_Input records_

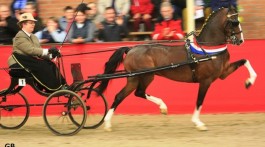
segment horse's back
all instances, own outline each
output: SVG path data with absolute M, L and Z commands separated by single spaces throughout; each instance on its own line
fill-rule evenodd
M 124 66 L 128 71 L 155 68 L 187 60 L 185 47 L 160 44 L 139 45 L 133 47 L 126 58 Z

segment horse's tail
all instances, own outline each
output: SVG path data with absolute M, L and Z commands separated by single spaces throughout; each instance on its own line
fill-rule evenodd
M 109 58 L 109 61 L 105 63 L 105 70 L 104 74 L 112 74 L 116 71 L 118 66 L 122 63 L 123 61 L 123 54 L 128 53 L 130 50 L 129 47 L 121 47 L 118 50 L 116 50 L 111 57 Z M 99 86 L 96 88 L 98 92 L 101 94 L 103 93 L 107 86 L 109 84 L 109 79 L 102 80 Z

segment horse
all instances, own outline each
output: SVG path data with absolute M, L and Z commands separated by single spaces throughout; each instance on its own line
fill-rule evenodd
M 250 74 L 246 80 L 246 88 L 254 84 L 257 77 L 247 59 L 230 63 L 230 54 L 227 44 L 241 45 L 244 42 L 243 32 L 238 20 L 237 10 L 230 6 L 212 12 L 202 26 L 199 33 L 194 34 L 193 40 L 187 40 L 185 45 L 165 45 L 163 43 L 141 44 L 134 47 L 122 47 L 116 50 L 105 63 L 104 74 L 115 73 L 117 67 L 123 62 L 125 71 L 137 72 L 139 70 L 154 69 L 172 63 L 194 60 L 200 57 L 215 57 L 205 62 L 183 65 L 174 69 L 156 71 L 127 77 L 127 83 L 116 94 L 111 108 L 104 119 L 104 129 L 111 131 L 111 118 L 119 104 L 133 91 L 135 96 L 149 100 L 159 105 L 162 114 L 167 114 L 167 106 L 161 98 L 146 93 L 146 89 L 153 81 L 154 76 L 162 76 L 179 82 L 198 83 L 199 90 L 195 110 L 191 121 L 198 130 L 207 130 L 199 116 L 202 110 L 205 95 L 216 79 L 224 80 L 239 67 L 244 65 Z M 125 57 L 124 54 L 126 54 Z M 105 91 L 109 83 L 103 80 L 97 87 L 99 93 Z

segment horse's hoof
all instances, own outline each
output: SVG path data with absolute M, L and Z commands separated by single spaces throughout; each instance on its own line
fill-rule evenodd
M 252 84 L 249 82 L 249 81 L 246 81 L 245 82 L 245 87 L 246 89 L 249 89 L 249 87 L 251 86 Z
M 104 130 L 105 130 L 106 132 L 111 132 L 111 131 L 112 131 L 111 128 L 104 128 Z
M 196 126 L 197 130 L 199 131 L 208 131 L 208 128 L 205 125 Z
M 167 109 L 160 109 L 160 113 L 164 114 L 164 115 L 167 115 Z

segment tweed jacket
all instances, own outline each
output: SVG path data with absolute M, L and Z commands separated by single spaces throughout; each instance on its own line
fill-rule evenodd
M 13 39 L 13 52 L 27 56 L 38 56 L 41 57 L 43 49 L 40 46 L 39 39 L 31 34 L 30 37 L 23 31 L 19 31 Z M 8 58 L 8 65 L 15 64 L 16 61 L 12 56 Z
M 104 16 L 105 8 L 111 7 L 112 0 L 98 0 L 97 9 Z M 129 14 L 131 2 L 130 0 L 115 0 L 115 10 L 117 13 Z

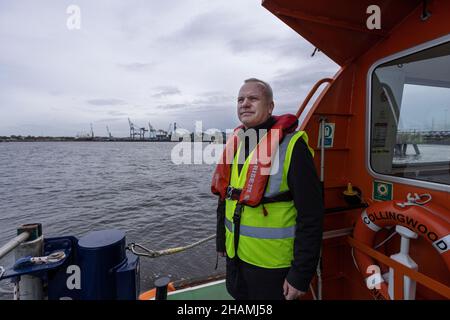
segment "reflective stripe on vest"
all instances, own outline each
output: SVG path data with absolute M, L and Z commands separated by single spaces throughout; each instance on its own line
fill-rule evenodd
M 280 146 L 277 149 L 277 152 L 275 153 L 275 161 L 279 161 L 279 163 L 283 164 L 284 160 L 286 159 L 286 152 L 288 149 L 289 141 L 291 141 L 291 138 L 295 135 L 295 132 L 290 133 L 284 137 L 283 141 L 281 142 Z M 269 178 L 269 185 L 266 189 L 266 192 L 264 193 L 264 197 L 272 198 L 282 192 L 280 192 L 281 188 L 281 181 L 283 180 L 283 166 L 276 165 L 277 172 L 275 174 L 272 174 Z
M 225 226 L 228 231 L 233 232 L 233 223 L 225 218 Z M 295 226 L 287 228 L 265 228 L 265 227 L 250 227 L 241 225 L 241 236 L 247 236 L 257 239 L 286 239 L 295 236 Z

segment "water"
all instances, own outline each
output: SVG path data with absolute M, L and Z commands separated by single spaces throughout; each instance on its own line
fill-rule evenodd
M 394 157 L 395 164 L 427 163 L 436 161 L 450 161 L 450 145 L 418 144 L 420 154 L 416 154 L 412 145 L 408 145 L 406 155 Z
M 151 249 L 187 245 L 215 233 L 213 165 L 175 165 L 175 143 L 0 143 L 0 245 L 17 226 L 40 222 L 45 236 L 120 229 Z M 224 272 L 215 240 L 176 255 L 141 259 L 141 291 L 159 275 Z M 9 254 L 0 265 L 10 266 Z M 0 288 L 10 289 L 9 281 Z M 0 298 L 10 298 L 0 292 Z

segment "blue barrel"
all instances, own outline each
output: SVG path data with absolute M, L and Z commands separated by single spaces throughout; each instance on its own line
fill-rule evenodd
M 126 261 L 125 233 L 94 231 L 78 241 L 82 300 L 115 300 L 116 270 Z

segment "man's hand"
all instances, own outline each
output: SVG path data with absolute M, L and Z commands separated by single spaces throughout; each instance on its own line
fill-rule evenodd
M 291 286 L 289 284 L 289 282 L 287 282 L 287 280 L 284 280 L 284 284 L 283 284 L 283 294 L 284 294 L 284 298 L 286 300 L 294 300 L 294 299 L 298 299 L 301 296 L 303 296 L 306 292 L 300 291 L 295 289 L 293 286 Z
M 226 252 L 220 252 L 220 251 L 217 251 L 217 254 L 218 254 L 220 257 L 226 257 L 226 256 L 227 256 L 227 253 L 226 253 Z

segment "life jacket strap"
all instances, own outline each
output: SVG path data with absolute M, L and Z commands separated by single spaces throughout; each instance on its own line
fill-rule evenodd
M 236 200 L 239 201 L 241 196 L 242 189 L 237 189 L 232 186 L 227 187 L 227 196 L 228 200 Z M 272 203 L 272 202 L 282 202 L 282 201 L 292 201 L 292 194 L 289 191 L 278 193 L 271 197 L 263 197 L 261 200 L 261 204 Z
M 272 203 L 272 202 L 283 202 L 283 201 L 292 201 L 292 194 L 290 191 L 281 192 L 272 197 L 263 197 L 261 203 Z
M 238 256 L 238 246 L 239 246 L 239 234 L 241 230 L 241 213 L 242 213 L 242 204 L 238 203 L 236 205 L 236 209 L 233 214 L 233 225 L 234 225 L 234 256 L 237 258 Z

--

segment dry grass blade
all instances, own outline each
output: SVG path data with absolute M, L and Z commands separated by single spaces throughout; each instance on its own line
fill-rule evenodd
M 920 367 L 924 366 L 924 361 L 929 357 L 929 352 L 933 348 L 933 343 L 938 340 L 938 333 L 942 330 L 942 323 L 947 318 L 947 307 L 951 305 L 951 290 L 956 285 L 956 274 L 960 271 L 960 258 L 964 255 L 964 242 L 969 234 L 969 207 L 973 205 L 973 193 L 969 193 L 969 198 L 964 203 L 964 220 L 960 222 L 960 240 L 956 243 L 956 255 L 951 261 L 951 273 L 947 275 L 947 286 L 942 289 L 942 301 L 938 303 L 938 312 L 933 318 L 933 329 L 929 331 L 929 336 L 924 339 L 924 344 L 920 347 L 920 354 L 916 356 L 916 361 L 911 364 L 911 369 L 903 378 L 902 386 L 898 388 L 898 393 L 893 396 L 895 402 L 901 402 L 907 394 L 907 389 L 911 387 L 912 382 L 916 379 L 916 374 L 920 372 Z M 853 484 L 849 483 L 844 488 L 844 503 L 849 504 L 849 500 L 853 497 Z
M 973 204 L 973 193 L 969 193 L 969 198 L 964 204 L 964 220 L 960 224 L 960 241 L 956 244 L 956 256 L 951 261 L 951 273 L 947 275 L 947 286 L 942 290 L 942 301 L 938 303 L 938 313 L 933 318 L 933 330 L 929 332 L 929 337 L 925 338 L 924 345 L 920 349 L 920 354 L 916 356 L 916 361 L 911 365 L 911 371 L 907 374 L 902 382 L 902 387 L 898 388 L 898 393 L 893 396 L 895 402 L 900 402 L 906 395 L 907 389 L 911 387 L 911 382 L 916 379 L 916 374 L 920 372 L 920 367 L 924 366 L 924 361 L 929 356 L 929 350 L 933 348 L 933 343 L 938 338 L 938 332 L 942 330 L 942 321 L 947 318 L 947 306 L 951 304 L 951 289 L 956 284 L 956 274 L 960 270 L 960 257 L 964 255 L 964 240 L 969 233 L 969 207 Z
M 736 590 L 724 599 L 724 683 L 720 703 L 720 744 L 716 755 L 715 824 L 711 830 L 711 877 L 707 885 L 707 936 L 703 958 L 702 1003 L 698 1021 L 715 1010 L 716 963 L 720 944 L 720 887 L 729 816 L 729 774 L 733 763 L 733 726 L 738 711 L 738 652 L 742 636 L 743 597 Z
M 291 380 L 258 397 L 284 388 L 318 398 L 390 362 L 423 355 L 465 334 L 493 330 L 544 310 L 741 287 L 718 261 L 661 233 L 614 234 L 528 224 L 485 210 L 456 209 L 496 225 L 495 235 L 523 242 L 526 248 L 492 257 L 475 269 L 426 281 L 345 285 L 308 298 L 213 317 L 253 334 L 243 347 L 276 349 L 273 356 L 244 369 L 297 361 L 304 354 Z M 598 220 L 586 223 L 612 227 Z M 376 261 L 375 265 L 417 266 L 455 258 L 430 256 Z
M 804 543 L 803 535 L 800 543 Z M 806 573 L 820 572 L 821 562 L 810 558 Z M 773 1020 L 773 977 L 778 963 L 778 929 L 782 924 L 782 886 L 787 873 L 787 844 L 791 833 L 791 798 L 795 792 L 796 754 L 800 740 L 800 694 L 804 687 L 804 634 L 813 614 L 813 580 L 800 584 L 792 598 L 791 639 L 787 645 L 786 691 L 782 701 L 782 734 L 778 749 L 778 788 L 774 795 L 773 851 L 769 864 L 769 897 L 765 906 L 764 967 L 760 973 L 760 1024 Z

---

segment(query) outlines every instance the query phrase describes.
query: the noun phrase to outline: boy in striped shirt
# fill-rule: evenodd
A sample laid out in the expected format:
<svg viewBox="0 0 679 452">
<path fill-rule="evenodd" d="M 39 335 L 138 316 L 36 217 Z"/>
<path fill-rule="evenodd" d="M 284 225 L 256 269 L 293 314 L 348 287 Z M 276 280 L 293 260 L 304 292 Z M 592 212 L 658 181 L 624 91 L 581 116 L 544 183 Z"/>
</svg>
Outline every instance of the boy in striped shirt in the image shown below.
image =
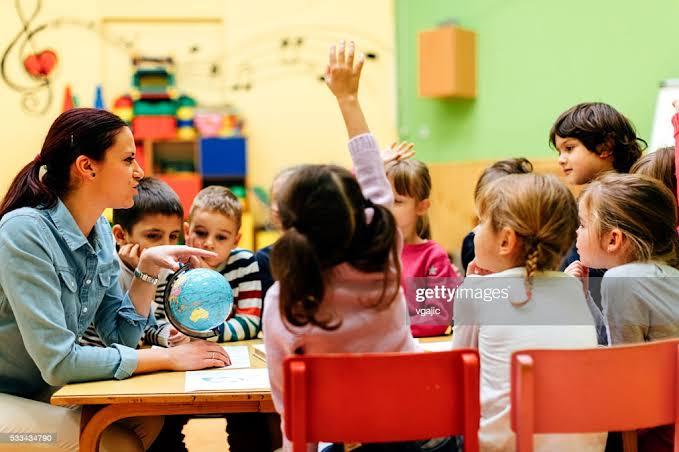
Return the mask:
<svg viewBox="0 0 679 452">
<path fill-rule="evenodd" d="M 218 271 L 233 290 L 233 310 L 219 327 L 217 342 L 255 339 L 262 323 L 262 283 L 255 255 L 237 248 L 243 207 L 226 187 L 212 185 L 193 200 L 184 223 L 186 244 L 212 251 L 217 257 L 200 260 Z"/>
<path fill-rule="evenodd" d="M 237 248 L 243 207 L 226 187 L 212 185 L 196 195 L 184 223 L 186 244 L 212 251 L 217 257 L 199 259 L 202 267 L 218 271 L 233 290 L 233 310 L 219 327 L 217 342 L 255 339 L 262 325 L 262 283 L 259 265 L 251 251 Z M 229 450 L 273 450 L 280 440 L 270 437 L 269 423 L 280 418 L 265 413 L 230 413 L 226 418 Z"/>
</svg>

_Description of the task_
Search the listing above for the lines with "segment horse's back" and "segment horse's tail", then output those lines and all lines between them exactly.

_Expected output_
segment horse's back
all instances, own outline each
output: SVG path data with absolute M, L and Z commands separated by single spaces throughout; each instance on its own line
fill-rule evenodd
M 124 66 L 128 71 L 155 68 L 187 60 L 185 47 L 160 44 L 139 45 L 133 47 L 126 58 Z

segment horse's tail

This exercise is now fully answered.